SHORT TASK >> Reproduce every line of the data below, requests included, and scale each point coordinate in the answers by 2.25, rounding to whole numbers with halves rounded up. Leave the numbers in the requests and their format samples unchanged.

[Records excerpted from a collection]
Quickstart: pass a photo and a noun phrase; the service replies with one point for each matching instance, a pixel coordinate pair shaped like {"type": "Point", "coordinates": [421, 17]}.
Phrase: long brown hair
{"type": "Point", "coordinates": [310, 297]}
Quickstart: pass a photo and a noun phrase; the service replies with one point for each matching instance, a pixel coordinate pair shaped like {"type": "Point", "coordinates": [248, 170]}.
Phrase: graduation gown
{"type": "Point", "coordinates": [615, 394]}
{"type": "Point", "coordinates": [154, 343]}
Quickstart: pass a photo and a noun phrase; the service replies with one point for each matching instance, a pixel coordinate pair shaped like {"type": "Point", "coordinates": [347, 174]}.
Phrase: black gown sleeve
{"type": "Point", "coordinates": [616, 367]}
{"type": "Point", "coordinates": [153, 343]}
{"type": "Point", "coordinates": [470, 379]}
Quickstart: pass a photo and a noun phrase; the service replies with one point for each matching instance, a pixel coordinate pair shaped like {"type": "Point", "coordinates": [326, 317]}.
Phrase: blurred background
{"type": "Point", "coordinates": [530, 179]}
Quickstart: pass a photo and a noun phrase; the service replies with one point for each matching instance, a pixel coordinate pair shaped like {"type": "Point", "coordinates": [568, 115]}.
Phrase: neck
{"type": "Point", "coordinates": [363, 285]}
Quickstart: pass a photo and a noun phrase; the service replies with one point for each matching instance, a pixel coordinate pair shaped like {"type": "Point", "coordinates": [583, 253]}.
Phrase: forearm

WRITTEN REPLY >>
Quickstart: pass a photo and a noun phrase; the service replies with one point for each matching instance, a pixel coordinate pair shaped like {"type": "Point", "coordinates": [421, 17]}.
Phrase: long brown hair
{"type": "Point", "coordinates": [698, 668]}
Quickstart: pass a photo and a noun phrase; the service replies with one point for each matching instance, a pixel coordinate pair shaped like {"type": "Point", "coordinates": [248, 170]}.
Phrase: graduation gown
{"type": "Point", "coordinates": [1384, 887]}
{"type": "Point", "coordinates": [347, 772]}
Quickstart: pass a photo and a noun phrase; the service replies with one point for each matching instance, a pixel coordinate pair shaped like {"type": "Point", "coordinates": [347, 174]}.
Phrase: black gown sleeve
{"type": "Point", "coordinates": [1386, 826]}
{"type": "Point", "coordinates": [344, 772]}
{"type": "Point", "coordinates": [1058, 853]}
Quickstart: pass a photo and a noun phrase; the service replies with one point for each matching instance, a pixel coordinate pair shaped like {"type": "Point", "coordinates": [326, 317]}.
Phrase: blurred background
{"type": "Point", "coordinates": [1193, 403]}
Quickstart: pass a photo and a noun phrase; the service replies with one point for each matching instance, a pixel coordinate pair shaped like {"type": "Point", "coordinates": [568, 115]}.
Phrase: neck
{"type": "Point", "coordinates": [817, 641]}
Quickstart: pass a photo and a noun phrase; the service replies with one point for each matching instance, a pixel coordinate pair shaped like {"type": "Point", "coordinates": [583, 253]}.
Phrase: forearm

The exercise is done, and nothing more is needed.